◆ Required work
Please return exactly the lines from the top of the data through the line that contains "piece in cookie", and skip all pictures.
########
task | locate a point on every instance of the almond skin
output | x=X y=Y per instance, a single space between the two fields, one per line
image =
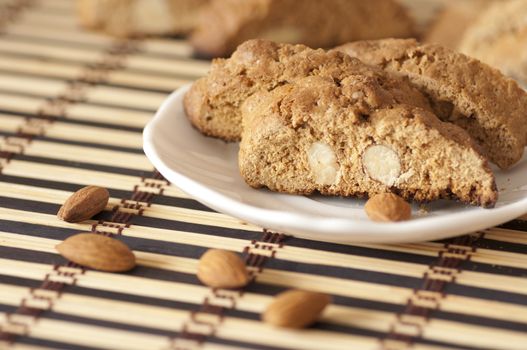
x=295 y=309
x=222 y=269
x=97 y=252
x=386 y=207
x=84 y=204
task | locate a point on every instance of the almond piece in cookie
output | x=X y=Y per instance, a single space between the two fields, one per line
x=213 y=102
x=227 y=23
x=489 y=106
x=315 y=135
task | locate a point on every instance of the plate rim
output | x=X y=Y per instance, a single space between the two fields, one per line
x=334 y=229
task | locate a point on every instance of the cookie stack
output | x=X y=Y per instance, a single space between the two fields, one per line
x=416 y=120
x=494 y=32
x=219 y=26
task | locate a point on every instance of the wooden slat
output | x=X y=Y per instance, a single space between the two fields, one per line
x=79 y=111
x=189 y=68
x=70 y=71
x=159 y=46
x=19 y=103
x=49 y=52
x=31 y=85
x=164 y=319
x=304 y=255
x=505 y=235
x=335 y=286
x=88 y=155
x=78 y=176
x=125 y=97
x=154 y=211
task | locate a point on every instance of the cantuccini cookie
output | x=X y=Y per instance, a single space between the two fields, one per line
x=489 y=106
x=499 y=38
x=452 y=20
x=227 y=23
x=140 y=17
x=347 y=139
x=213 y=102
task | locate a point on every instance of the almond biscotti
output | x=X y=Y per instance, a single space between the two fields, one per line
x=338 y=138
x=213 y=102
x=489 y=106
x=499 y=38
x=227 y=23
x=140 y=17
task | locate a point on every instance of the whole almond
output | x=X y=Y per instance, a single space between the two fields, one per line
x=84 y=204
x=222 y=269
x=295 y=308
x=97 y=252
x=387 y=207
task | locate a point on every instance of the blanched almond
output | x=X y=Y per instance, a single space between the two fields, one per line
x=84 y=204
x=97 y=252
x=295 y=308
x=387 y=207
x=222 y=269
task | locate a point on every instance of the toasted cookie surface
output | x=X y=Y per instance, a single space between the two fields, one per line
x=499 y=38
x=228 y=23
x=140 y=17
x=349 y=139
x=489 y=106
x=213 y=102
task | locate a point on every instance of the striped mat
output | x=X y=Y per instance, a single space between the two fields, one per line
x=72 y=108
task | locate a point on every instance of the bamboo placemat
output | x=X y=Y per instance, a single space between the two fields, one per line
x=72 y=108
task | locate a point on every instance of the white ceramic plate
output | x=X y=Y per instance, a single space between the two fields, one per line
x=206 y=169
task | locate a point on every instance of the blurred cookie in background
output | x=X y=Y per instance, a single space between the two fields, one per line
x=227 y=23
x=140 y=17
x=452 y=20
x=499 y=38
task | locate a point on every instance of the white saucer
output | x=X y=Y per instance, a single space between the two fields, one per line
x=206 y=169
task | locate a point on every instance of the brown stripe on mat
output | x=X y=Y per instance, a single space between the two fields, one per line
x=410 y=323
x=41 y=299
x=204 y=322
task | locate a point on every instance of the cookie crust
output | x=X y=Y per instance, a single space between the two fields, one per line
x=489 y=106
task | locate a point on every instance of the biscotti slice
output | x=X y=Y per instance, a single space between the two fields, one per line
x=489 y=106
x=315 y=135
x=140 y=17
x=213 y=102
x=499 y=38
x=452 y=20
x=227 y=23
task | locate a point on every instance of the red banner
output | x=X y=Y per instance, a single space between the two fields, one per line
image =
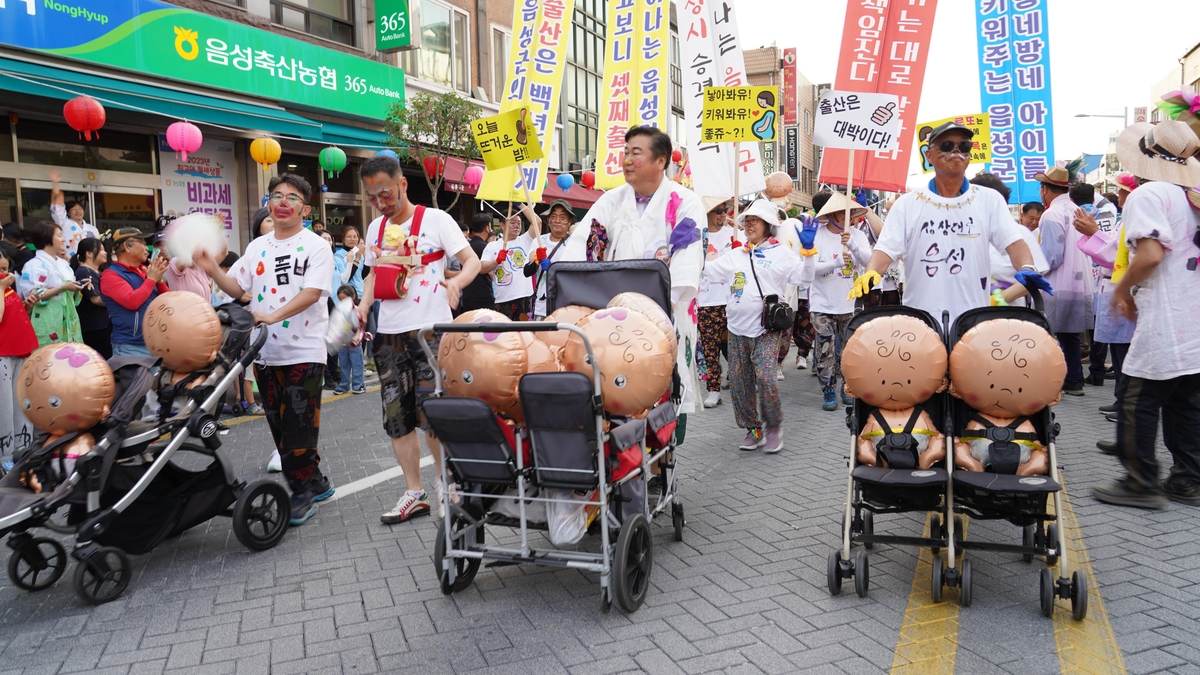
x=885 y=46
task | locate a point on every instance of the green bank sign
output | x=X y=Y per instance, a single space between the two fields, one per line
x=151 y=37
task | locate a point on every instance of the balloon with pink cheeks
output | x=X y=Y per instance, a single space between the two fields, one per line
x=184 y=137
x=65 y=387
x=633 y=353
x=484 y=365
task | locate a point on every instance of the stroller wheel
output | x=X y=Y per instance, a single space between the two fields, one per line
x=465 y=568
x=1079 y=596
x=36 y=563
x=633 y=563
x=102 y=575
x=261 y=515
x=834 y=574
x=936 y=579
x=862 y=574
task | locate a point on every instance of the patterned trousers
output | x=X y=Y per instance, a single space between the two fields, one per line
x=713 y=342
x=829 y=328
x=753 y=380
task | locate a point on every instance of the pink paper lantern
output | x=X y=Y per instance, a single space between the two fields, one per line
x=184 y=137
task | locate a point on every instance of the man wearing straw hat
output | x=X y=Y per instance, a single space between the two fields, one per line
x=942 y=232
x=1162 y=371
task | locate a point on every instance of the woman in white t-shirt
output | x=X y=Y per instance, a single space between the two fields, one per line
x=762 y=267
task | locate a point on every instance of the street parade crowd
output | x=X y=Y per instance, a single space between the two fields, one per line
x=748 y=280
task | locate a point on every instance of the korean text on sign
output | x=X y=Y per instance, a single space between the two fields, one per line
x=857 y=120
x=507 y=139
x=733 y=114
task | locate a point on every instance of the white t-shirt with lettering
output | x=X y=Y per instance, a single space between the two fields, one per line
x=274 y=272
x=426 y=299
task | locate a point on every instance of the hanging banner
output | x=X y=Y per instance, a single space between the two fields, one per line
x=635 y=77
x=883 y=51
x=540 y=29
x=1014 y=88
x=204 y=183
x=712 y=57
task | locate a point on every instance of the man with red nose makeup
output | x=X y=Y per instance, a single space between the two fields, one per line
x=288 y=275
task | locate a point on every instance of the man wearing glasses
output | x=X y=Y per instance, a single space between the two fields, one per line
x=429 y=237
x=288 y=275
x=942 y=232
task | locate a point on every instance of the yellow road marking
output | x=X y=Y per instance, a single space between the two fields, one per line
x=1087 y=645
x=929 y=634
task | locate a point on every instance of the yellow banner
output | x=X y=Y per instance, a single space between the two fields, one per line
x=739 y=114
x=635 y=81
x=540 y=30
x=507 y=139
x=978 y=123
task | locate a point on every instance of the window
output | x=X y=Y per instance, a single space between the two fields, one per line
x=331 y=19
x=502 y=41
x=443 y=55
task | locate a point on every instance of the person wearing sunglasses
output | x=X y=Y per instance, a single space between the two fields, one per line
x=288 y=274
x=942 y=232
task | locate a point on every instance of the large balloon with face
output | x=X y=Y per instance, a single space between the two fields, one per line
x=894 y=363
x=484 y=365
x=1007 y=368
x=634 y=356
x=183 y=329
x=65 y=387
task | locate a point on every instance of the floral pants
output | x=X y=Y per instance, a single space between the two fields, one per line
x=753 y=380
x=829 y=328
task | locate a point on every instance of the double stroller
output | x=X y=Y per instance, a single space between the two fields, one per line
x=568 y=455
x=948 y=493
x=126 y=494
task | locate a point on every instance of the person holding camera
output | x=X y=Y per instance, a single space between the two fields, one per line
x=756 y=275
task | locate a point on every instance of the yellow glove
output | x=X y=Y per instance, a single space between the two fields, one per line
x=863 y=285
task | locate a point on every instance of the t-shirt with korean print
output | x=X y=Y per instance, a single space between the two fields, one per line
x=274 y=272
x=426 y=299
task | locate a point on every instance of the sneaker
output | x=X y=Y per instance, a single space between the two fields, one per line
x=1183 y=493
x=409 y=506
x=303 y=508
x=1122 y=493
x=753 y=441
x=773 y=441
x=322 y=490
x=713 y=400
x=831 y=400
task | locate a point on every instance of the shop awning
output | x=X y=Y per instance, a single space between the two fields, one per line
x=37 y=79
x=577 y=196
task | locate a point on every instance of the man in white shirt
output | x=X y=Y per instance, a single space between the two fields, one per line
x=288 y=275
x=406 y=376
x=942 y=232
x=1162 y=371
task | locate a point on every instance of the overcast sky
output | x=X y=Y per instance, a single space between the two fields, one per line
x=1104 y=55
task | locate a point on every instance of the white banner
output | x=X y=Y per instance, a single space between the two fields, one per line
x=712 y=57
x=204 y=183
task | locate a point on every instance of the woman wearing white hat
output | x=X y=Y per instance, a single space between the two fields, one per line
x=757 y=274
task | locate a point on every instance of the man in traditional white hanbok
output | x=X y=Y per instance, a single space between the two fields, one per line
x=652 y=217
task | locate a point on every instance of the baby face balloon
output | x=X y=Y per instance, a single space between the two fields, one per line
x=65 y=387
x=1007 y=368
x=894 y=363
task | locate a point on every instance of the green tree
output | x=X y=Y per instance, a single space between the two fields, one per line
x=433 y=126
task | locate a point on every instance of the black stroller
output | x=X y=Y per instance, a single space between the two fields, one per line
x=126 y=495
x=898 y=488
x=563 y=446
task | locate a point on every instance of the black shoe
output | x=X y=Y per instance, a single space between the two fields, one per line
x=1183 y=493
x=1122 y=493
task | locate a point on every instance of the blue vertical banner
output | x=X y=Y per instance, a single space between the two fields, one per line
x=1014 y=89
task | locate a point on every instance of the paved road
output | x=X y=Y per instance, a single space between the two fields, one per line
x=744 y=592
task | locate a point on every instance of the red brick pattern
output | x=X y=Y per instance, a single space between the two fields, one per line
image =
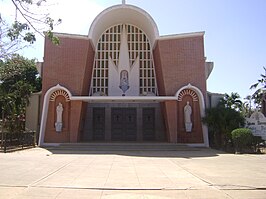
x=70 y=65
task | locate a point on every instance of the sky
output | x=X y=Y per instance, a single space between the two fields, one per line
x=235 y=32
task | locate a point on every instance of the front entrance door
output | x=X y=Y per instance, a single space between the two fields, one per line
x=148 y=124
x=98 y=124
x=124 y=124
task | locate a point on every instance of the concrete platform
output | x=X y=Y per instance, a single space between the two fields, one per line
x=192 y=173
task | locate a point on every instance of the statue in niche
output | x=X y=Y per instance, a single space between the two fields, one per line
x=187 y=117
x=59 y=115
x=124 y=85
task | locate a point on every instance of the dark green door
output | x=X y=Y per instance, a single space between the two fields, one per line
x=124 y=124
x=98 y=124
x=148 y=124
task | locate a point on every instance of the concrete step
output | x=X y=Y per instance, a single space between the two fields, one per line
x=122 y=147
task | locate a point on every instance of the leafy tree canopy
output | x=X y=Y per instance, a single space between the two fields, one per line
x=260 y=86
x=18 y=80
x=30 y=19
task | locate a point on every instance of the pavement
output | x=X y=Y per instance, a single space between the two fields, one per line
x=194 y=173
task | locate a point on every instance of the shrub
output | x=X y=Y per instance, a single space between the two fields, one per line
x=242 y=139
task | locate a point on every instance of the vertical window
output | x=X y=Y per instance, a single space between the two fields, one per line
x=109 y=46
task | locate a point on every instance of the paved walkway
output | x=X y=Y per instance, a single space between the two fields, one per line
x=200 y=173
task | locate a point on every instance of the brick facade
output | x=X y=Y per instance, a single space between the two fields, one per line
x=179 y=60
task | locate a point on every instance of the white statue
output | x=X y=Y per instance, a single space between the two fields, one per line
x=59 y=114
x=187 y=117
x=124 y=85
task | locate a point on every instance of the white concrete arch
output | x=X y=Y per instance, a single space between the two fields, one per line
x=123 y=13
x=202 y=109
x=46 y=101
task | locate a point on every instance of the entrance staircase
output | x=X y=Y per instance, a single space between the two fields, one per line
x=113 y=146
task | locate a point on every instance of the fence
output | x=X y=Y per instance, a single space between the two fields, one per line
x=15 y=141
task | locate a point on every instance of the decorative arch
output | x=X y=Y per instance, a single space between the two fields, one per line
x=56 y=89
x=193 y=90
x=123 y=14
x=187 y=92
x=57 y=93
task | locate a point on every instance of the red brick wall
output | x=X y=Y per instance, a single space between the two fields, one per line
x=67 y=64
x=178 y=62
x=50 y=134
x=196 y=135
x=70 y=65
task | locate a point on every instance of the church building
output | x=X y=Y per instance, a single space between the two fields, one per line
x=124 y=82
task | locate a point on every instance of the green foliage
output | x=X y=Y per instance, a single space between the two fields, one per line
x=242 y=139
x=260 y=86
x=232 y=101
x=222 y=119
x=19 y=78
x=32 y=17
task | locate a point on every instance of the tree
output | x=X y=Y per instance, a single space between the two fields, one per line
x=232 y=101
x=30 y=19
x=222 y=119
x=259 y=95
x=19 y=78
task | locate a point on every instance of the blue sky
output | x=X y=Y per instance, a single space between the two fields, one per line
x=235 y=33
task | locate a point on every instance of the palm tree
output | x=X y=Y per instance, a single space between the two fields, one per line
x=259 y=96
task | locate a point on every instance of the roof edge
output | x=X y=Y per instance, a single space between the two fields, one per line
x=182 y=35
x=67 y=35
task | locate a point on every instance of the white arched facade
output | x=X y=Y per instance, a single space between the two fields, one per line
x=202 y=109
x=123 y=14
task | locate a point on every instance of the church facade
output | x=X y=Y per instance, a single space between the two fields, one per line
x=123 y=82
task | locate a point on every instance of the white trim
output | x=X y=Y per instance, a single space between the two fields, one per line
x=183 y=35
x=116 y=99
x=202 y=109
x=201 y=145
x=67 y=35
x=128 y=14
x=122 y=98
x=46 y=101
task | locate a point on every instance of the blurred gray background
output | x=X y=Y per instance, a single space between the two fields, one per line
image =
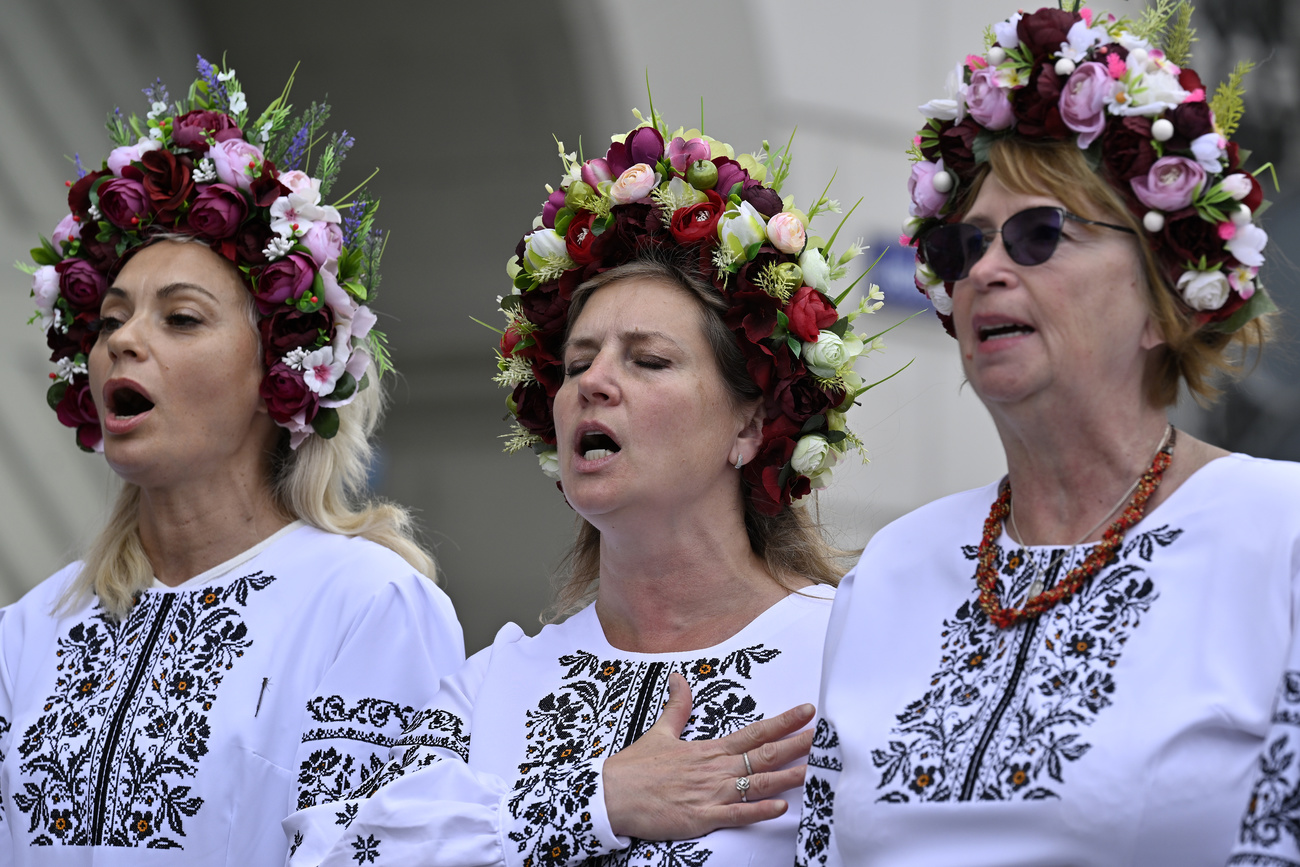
########
◆ Output for this task
task | locate a point on every instance of the almond skin
output | x=X y=Y per instance, a single space between the two fields, one per line
image =
x=295 y=309
x=222 y=269
x=97 y=252
x=386 y=207
x=84 y=204
task | locate a point on every instance of the almond piece in cookie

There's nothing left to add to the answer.